Required work: Reproduce each of the following entries word for word, leaving out the pictures.

--- Begin ---

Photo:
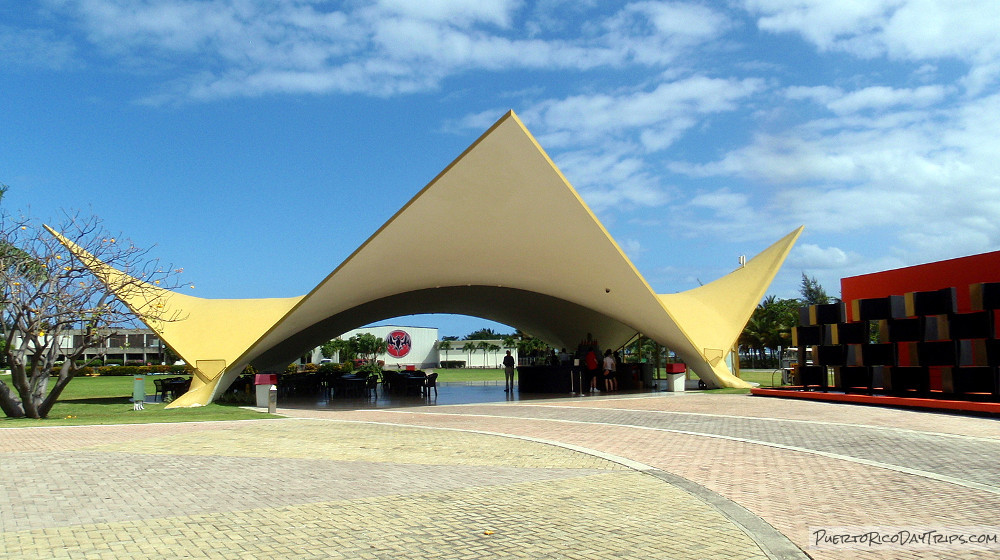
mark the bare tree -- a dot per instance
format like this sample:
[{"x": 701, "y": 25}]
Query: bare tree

--- End ---

Expected answer:
Photo:
mark the bare tree -- a dot per instance
format like this sample:
[{"x": 701, "y": 25}]
Query: bare tree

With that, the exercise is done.